Objective
Repeat each record below exactly as given.
────
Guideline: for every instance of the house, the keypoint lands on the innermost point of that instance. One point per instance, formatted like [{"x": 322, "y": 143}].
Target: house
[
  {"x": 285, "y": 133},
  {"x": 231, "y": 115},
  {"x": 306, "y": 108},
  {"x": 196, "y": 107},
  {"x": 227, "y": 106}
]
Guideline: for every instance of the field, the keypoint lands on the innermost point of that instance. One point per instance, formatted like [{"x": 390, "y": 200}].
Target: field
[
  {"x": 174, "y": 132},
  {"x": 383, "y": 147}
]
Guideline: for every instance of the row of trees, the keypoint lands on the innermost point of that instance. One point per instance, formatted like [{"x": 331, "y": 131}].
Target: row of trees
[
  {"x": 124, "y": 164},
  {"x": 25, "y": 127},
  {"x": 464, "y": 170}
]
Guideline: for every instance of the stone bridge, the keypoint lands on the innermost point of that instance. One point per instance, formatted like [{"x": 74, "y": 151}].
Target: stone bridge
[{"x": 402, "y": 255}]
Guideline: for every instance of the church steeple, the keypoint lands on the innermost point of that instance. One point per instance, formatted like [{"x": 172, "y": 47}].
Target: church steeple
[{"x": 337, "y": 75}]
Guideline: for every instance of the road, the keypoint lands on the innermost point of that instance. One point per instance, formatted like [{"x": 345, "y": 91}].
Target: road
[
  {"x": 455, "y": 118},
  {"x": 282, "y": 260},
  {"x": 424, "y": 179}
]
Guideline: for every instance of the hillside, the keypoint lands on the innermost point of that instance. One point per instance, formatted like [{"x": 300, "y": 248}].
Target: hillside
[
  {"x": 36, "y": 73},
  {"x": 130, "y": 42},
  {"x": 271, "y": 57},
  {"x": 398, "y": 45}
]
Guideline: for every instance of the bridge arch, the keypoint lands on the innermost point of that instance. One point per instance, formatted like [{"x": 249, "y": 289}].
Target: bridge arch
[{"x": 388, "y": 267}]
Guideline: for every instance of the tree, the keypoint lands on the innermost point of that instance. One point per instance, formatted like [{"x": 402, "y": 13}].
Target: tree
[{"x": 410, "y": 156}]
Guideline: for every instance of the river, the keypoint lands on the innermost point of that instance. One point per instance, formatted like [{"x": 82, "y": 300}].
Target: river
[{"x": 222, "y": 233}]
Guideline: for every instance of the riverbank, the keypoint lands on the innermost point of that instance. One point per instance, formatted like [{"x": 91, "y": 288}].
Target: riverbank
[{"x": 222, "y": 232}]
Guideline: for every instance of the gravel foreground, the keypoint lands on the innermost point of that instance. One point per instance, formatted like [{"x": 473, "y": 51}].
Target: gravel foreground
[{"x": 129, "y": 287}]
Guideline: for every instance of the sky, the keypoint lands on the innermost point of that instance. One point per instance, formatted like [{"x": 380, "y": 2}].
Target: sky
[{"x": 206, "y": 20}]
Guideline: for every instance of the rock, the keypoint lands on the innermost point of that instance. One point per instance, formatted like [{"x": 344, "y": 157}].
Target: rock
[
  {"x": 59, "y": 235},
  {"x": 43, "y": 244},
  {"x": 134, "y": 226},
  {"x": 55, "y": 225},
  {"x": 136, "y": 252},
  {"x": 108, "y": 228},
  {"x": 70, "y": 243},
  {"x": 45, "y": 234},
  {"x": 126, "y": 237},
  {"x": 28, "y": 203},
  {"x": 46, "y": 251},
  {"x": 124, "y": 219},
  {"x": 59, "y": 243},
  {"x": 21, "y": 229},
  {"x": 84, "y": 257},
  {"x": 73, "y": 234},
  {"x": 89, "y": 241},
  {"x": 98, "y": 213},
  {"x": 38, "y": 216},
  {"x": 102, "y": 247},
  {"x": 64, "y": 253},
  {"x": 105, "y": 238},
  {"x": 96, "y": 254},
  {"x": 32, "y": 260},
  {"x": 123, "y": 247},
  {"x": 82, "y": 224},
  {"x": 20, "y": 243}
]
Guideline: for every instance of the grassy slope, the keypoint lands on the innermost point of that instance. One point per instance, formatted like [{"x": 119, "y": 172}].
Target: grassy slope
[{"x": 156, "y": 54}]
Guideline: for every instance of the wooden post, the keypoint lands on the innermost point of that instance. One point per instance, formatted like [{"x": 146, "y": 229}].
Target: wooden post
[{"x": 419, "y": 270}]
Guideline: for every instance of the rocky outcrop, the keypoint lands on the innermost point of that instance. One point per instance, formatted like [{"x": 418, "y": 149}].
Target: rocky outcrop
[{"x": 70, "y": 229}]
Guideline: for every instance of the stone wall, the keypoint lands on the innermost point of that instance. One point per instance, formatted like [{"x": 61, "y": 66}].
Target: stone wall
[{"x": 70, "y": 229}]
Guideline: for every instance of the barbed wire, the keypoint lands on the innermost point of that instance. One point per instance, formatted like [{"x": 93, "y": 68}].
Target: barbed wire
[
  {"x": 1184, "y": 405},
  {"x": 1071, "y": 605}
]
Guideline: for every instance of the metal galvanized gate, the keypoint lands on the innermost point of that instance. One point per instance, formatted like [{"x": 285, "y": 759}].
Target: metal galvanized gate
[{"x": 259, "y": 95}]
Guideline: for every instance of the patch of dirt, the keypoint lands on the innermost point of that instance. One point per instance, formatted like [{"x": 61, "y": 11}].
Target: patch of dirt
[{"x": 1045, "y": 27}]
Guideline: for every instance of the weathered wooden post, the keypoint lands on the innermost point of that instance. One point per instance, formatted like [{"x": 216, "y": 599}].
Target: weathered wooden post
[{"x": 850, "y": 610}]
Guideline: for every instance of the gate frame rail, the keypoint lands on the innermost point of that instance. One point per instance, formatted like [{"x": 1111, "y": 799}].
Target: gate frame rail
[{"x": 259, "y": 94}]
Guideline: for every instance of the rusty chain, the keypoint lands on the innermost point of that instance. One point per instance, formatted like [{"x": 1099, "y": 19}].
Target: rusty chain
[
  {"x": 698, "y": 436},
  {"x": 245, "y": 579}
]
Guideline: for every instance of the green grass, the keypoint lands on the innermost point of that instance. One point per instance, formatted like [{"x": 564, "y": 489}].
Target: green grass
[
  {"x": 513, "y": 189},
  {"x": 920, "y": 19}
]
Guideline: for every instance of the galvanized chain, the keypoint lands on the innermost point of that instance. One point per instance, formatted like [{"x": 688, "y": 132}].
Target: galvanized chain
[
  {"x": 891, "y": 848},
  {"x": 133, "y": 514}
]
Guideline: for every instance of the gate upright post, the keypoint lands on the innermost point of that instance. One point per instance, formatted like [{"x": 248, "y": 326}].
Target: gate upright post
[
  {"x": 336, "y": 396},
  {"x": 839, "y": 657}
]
────
Output
Guideline: for every instance of the house, the keypoint lands on the innermost point of that instance. One point per instance, formatted like [{"x": 322, "y": 143}].
Target: house
[
  {"x": 285, "y": 133},
  {"x": 231, "y": 115},
  {"x": 306, "y": 108},
  {"x": 196, "y": 107},
  {"x": 227, "y": 106}
]
Guideline: for every instance of the field, the keypoint lands on the innermost point of that instance. One point per instance, formatted like [{"x": 390, "y": 200}].
Target: field
[
  {"x": 174, "y": 132},
  {"x": 383, "y": 147}
]
Guideline: for every instance of the row of trees, the keypoint lands on the innermost point of that instance. One point per instance, formatted like [{"x": 331, "y": 131}].
Target: row of trees
[
  {"x": 124, "y": 164},
  {"x": 25, "y": 127},
  {"x": 464, "y": 170}
]
Guideline: for every instance of the stone bridge, the keypoint lands on the innermost point of that instance. One point per instance, formatted like [{"x": 74, "y": 151}].
Target: stone bridge
[{"x": 402, "y": 255}]
Guideline: for every instance of the church steeple, the keypoint lands on the innermost point of that instance. One point per instance, formatted like [{"x": 172, "y": 47}].
Target: church steeple
[{"x": 337, "y": 75}]
Guideline: for every instance of the road, the keypoint lands on the innermost point of that instance. One point per instance, formatted like [{"x": 345, "y": 91}].
Target: road
[
  {"x": 455, "y": 118},
  {"x": 282, "y": 260},
  {"x": 424, "y": 179}
]
Guideline: for every instance of the hillside, the keypoint lands on the innermost point of that instance. One point per instance, formatted like [{"x": 300, "y": 248}].
Target: hillside
[
  {"x": 36, "y": 73},
  {"x": 130, "y": 42},
  {"x": 271, "y": 57},
  {"x": 398, "y": 45}
]
Guideline: for every instance of the bridge arch, the keypoint lands on the innermost point of that instance. One point per instance, formatted like [{"x": 249, "y": 289}].
Target: bridge arch
[{"x": 388, "y": 267}]
Guideline: for every instance of the tree, the keypoint lands on the innermost point of that instance. One point per instance, formatted like [{"x": 402, "y": 13}].
Target: tree
[{"x": 410, "y": 156}]
Guideline: for every instance of the river, the keypoint lands on the innermost point of that instance. One point per instance, formatted like [{"x": 82, "y": 300}].
Target: river
[{"x": 222, "y": 233}]
Guideline: for every instance of the riverbank, the keypoint lands on the innermost point of that instance. One point per instance, formatted like [{"x": 91, "y": 288}].
Target: riverbank
[{"x": 222, "y": 232}]
Guideline: for every instance of the gravel foreground, the keypoint lands on the innermost point of that instance. One point per instance, formatted like [{"x": 473, "y": 51}].
Target: gravel foreground
[{"x": 129, "y": 287}]
Guideline: for every instance of the sky, the keypoint lands on the innermost point of that instance. One point per instance, formatted like [{"x": 380, "y": 2}].
Target: sky
[{"x": 206, "y": 20}]
Guideline: for every instance of the rock, the keypoint lands on the innermost point of that instance. One point per instance, formatted like [{"x": 344, "y": 157}].
Target: rock
[
  {"x": 59, "y": 235},
  {"x": 43, "y": 244},
  {"x": 134, "y": 226},
  {"x": 55, "y": 225},
  {"x": 136, "y": 252},
  {"x": 108, "y": 228},
  {"x": 70, "y": 243},
  {"x": 45, "y": 234},
  {"x": 126, "y": 237},
  {"x": 28, "y": 203},
  {"x": 46, "y": 251},
  {"x": 124, "y": 219},
  {"x": 59, "y": 243},
  {"x": 21, "y": 229},
  {"x": 84, "y": 257},
  {"x": 73, "y": 234},
  {"x": 89, "y": 241},
  {"x": 98, "y": 213},
  {"x": 38, "y": 216},
  {"x": 102, "y": 247},
  {"x": 64, "y": 253},
  {"x": 105, "y": 238},
  {"x": 96, "y": 254},
  {"x": 32, "y": 260},
  {"x": 123, "y": 247},
  {"x": 82, "y": 224},
  {"x": 20, "y": 243}
]
Guideline: for every instance of the grassy slope, the keypoint lands on the innermost point of that instance. One point per instance, formatted like [{"x": 119, "y": 172}].
Target: grassy slope
[{"x": 156, "y": 54}]
Guideline: for every instance of the wooden post, the keypoint lands on the innermost point of that instance. One point per instance, formatted like [{"x": 146, "y": 229}].
Target: wooden post
[{"x": 419, "y": 270}]
Guideline: for every instance of the rocky outcrop, the keypoint lands on the innermost point of that instance. One point per instance, formatted like [{"x": 418, "y": 149}].
Target: rocky outcrop
[{"x": 70, "y": 229}]
Guideline: for every instance of the stone wall, the keypoint lands on the innermost point of that instance. One point per instance, formatted like [{"x": 61, "y": 66}].
Target: stone wall
[{"x": 70, "y": 229}]
Guideline: for every instance of the barbed wire, the keypoint lands on the innermost point of that instance. One point per instance, formatted like [{"x": 93, "y": 68}].
Target: barbed wire
[
  {"x": 1184, "y": 405},
  {"x": 1071, "y": 605}
]
Guideline: for every instance of the metal galvanized gate, the keypoint lands on the innermost point of that instance. One point per instance, formatted like [{"x": 285, "y": 759}].
Target: metal galvanized gate
[{"x": 259, "y": 95}]
Guideline: for every instance of the patch of dirt, the keypoint lands on the innermost point of that instance. One point per instance, formatted like [{"x": 61, "y": 11}].
Target: patch of dirt
[{"x": 1045, "y": 27}]
Guideline: for every instance of the weathered wooden post, the keypoint lands on the innermost point of that instance. One point per instance, formatted like [{"x": 216, "y": 599}].
Target: weathered wooden post
[{"x": 850, "y": 610}]
Guideline: for every instance of the gate frame rail, the keypoint lands on the innermost point of that instance. One point per instance, formatted like [{"x": 1111, "y": 799}].
Target: gate frame rail
[{"x": 259, "y": 94}]
Guideline: for every instance of the rusty chain, the keypoint lands on the innermost point of that instance. One point per instance, formatted like [{"x": 1099, "y": 19}].
Target: rusty chain
[
  {"x": 698, "y": 436},
  {"x": 245, "y": 579}
]
Guideline: for every instance of the green grass, the keypoint lands on the innermost point of that instance. One point per instance, formatted like [{"x": 564, "y": 489}].
Target: green grass
[
  {"x": 513, "y": 189},
  {"x": 920, "y": 19}
]
Guideline: for every instance of the galvanized chain, the keypoint lands on the innermost point of that instance. One point per instance, formatted like [{"x": 688, "y": 132}].
Target: galvanized chain
[
  {"x": 891, "y": 848},
  {"x": 133, "y": 514}
]
Guideline: for every instance of the gate upright post, the keypoint lands on the innermost point of that instance. One point per instance, formatted like [{"x": 248, "y": 326}].
Target: gate upright post
[
  {"x": 336, "y": 396},
  {"x": 839, "y": 657}
]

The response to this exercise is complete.